RECORDS SUPPLIED:
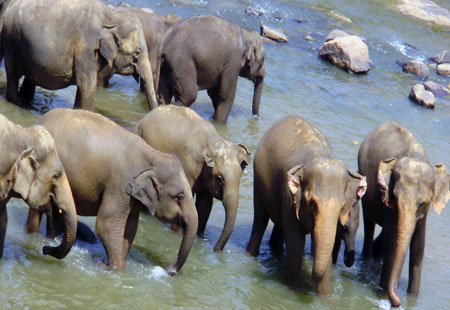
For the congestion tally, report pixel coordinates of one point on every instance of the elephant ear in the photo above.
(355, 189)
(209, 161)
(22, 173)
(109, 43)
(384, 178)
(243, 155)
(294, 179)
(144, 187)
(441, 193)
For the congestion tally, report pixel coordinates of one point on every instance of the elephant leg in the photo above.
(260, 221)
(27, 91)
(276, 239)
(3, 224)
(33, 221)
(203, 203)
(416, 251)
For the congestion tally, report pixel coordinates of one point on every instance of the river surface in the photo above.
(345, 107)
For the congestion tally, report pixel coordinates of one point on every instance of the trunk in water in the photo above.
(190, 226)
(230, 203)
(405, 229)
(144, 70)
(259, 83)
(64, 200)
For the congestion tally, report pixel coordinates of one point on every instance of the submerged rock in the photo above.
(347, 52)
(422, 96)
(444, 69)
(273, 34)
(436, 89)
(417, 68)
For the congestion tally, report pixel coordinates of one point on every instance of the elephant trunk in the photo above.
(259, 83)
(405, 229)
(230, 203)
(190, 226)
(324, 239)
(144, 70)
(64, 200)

* * *

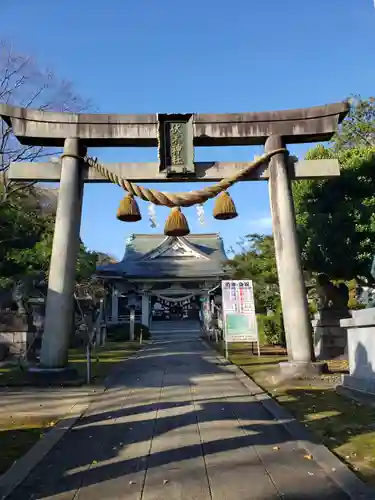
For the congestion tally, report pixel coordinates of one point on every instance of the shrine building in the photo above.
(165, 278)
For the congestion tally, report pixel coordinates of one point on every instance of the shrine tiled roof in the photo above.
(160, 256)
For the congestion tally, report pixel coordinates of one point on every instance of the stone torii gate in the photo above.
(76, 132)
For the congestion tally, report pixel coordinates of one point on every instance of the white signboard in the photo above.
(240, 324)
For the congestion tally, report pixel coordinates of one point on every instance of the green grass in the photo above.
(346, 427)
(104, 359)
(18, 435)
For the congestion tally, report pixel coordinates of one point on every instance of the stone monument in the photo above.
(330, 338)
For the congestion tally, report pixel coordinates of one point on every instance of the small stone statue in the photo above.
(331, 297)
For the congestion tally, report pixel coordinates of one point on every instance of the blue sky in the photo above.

GOAL OF THE EXERCISE:
Please transcribe only the lines in the records above running from the line that has "grass in the photo above." through the line that has "sky in the photo above.", both included, exactly as they appear.

SOLUTION:
For the congestion tally, report pixel coordinates of one point on every instance of the green grass in the photo above.
(346, 427)
(104, 359)
(18, 435)
For the congestion tally, report pixel coordinates of one point on every instance of the stone monument in the photo above.
(330, 338)
For the congestion tally, report pixel coordinates of one point on every instance of the small stone statue in the photo above.
(331, 297)
For the congestion tally, report pixel coordinates of one point on every instance of the blue sky in the photo above.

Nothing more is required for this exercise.